• [What to do]
(a) Translate this sentence from the text on the CIP hub meetings into Spanish: "The Hispanophone hub meeting was organized by the Chamber of Deputies of Chile as hub host, with support from the IPU and the National Democratic Institute (NDI)."
(b) Answer these questions from the text on the CIP hub meetings:
(i) On what date did the Southern Africa hub hold its meeting?
(ii) Who attended the meetings?
(iii) Which body organized the Southern Africa meeting as hub host?

• [Text section]

The CIP Southern Africa and Hispanophone hubs each held virtual Zoom meetings with Member Parliaments[1] on 12 May and 19 June respectively. The meetings were attended by IT directors and senior IT staff and aimed at facilitating knowledge exchange between the parliaments of the respective regions and, in particular, concerning ongoing or planned ICT projects for remote working / meeting / voting solutions in response to the COVID-19 pandemic and its disruption of parliamentary activity. The Southern Africa meeting was organized by the hub host – the National Assembly of Zambia; it also saw the participation of the Secretary General of the SADC Parliamentary Forum Ms. Boemo Sekgoma. The Hispanophone hub meeting was organized by the Chamber of Deputies of Chile as hub host, with support from the IPU and the National Democratic Institute (NDI).

• [Record set]
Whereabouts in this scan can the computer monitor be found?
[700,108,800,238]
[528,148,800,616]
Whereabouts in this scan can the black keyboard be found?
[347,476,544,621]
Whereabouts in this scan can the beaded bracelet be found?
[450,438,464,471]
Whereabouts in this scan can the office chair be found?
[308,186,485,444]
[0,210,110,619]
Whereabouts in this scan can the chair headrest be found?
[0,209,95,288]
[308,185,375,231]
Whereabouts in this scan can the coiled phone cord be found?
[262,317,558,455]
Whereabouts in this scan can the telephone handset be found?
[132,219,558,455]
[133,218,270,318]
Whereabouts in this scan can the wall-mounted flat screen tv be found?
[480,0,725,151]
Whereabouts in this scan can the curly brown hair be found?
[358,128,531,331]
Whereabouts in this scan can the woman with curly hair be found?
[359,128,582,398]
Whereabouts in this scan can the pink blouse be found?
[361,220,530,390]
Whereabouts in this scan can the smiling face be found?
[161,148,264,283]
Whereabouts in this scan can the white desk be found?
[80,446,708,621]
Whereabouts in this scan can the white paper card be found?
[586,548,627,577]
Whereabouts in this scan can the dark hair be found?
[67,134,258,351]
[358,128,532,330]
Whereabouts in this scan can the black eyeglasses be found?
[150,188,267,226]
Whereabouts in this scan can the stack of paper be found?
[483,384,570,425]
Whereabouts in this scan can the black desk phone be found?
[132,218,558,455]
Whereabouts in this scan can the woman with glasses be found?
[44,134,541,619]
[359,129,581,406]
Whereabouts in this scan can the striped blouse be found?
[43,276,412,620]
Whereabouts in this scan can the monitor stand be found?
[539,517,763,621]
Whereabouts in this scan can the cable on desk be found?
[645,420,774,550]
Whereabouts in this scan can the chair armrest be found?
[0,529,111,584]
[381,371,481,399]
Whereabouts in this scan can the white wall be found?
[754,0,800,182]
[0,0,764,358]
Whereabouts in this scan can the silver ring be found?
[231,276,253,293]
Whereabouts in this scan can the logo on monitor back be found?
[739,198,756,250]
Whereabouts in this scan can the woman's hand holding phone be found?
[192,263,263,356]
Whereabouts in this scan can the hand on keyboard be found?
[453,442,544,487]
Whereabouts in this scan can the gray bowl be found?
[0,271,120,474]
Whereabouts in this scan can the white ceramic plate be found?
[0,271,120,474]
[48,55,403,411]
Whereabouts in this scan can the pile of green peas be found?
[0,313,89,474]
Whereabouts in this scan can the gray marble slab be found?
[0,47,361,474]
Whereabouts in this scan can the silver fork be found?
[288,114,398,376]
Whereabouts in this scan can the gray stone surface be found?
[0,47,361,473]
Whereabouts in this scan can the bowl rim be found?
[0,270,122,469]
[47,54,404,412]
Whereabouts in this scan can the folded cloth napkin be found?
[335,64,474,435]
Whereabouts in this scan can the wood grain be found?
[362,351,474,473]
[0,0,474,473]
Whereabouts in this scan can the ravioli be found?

• [Answers to the exercises]
(a) La reunión del hub hispanohablante fue organizada por la Cámara de Diputados de Chile como anfitriona del hub, con el apoyo de la UIP y del Instituto Nacional Demócrata (NDI).

(b)
(i) 12 May
(ii) IT directors and senior IT staff
(iii) The National Assembly of Zambia